### TASK PROMPT
The whole listing needs retyping exactly; keep the pictures out of it.

### RECORDS PROVIDED
━━━━━━━━━━━━━━━━━━━━

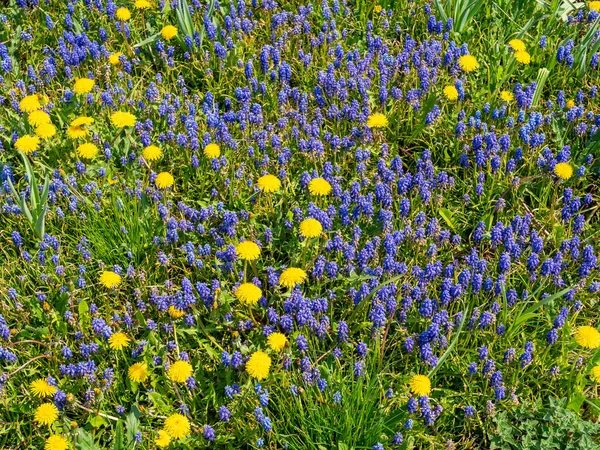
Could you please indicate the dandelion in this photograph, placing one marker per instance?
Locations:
(180, 371)
(258, 365)
(291, 277)
(587, 337)
(420, 385)
(310, 228)
(27, 143)
(41, 388)
(46, 414)
(110, 279)
(177, 426)
(122, 119)
(168, 32)
(164, 180)
(269, 183)
(138, 372)
(87, 150)
(83, 85)
(468, 63)
(56, 442)
(248, 293)
(319, 186)
(119, 341)
(247, 251)
(377, 120)
(152, 153)
(277, 341)
(564, 171)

━━━━━━━━━━━━━━━━━━━━

### EXERCISE ANSWER
Could you please indicate the dandelion in this photograph, placing one marker per instance?
Locations:
(180, 371)
(258, 365)
(291, 277)
(587, 337)
(420, 385)
(310, 228)
(27, 143)
(41, 388)
(46, 414)
(110, 279)
(177, 426)
(122, 119)
(168, 32)
(164, 180)
(269, 183)
(138, 372)
(87, 150)
(83, 85)
(468, 63)
(56, 442)
(248, 293)
(319, 186)
(119, 341)
(247, 251)
(377, 120)
(152, 153)
(277, 341)
(564, 171)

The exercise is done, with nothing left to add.